» Exercise details: Nothing but the records themselves, exactly as written, should appear in the reply; leave out the pictures.

Point localization data:

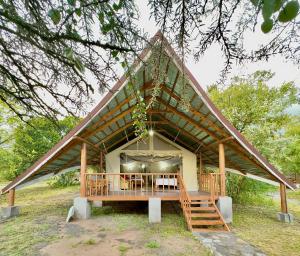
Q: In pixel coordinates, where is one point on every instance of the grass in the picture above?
(294, 194)
(24, 234)
(90, 241)
(43, 212)
(42, 218)
(258, 225)
(123, 249)
(152, 245)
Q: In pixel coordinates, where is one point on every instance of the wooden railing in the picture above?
(104, 184)
(185, 202)
(211, 182)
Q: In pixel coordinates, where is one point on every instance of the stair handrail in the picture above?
(185, 201)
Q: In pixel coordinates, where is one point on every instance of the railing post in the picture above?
(222, 169)
(11, 197)
(283, 201)
(83, 165)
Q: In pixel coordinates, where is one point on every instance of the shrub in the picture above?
(244, 190)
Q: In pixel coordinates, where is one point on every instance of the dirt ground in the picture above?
(103, 236)
(115, 229)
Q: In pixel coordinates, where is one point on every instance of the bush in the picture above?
(64, 180)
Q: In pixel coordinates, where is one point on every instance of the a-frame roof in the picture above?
(200, 129)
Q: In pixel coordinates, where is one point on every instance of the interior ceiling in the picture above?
(197, 130)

» Solution for this problem:
Q: In pixel coordinates, where is one point on every instance of the grass in the picture above?
(294, 194)
(24, 234)
(90, 241)
(43, 212)
(42, 218)
(258, 225)
(123, 249)
(152, 245)
Q: In pixel coordinates, where is one point on every instance of the wooden railing in the picture above?
(104, 184)
(185, 202)
(211, 182)
Q: In pixel coordinates, where is one point on every instance of the stair handrail in the picture above?
(185, 201)
Q: In pixel coordinates, where is one point on every instance of the railing post in the picture above?
(222, 169)
(11, 197)
(283, 201)
(83, 165)
Q: In pixel coordinates, where is one point on every instance of the shrub in the picture above?
(244, 190)
Q: In pixel coordinates, where is one point on every instance of the dirt ground in the picture above?
(103, 236)
(115, 229)
Q: In pixel coordinates, where is one point on every instance of the bush in the picture above?
(64, 180)
Q: In pixel coordinates, where is one point on every instance of the a-frame roof in the picture above?
(200, 129)
Q: In pixel coordinates, where is one point on every instance of the interior ceiling in the picture above?
(197, 130)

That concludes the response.